▸ **Passage shown**:
►

- Week of violence in southern Marawi City claims lives of 85 including police, fighters, women and children, army says.
|Soldiers carry the body of a civilian killed by fighters from the Maute group, which has taken over large parts of Marawi [Reuters]|
The violence prompted President Rodrigo Duterte to declare martial law on Tuesday across the southern third of the Philippines to quell what he said was a fast-growing threat of "militants" linked to the Islamic State of Iraq and the Levant (ISIL, also known as ISIS) group.
Security forces are attempting to flush out rebels of the Maute and Abu Sayyaf armed groups, which have declared allegiance to ISIL.
Authorities said the fighters had killed 19 civilians in Marawi, a mostly Muslim-populated city of 200,000 people.
These included three women and a child who were found dead near a university.
"These are civilians, women. These terrorists are anti-people. We found their bodies while conducting rescue operations [on Saturday]," regional military spokesman Lieutenant Colonel Jo-ar Herrera told the AFP news agency.
An AFP photographer saw another eight bodies by a road in the outskirts of Marawi on Sunday, with local residents identifying them as employees of a rice mill and a medical college.
Herrera said the military had yet to investigate the reported deaths.
Thousands flee fighting
The violence began when dozens of gunmen went on a rampage throughout Marawi after security forces attempted to arrest Isnilon Hapilon, a veteran Filipino fighter regarded as the local leader of ISIL.
The gunmen planted black ISIL flags, took a priest and up to 14 other people hostage from a church, and set fire to buildings.
Thirteen soldiers, two policemen and 51 fighters have died in the clashes, according to authorities.
|A resident displays a white flag on rooftop of a house in Marawi City [Reuters]|
The military announced on Saturday, the start of the holy month of Ramadan, that it would intensify the bombing campaign.

◄

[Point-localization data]
►

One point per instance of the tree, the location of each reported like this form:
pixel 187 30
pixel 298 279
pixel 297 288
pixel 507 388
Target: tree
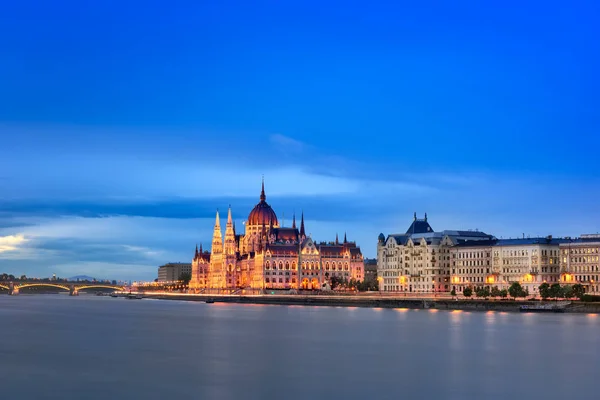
pixel 578 290
pixel 515 290
pixel 568 291
pixel 335 282
pixel 556 291
pixel 495 292
pixel 486 292
pixel 186 277
pixel 483 292
pixel 544 290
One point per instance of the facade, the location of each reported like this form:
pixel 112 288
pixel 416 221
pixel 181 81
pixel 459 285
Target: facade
pixel 579 262
pixel 371 270
pixel 420 259
pixel 501 262
pixel 270 256
pixel 472 264
pixel 530 261
pixel 172 271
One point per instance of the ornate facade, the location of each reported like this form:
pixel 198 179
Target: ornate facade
pixel 270 256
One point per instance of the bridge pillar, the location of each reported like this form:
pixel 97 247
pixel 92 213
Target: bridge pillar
pixel 12 289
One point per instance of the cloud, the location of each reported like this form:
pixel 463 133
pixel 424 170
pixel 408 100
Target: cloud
pixel 11 243
pixel 286 143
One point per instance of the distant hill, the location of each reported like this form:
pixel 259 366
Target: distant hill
pixel 81 278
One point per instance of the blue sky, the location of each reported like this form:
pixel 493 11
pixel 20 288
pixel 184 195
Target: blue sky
pixel 124 125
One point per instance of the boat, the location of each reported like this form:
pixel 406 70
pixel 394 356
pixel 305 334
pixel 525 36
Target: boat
pixel 540 308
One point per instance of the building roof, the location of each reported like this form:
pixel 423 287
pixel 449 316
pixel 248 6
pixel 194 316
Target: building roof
pixel 530 241
pixel 419 226
pixel 282 249
pixel 286 234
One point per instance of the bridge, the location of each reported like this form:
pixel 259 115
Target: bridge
pixel 73 288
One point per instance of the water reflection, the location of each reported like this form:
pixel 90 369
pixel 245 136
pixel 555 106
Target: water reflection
pixel 164 349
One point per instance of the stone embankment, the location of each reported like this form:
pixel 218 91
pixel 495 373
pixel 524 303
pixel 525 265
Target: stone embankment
pixel 375 302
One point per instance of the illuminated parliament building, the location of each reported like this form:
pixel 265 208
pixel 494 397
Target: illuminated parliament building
pixel 270 256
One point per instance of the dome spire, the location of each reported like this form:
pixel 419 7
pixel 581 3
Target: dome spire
pixel 302 233
pixel 263 197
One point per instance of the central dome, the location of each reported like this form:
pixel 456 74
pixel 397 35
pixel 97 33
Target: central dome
pixel 262 213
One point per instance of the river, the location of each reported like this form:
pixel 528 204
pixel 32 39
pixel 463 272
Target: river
pixel 89 347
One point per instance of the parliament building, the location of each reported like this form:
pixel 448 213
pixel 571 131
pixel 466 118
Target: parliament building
pixel 270 256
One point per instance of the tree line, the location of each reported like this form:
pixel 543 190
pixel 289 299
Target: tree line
pixel 547 291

◄

▸ **Instructions**:
1. Echo the article about the Marawi fighting word for word, starting with "- Week of violence" and going on through "allegiance to ISIL.".
2. According to the article about the Marawi fighting, how many people live in Marawi?
Rely only on the article about the Marawi fighting, not on the items.

▸ **Response list**:
1.
- Week of violence in southern Marawi City claims lives of 85 including police, fighters, women and children, army says.
|Soldiers carry the body of a civilian killed by fighters from the Maute group, which has taken over large parts of Marawi [Reuters]|
The violence prompted President Rodrigo Duterte to declare martial law on Tuesday across the southern third of the Philippines to quell what he said was a fast-growing threat of "militants" linked to the Islamic State of Iraq and the Levant (ISIL, also known as ISIS) group.
Security forces are attempting to flush out rebels of the Maute and Abu Sayyaf armed groups, which have declared allegiance to ISIL.

2. 200,000 people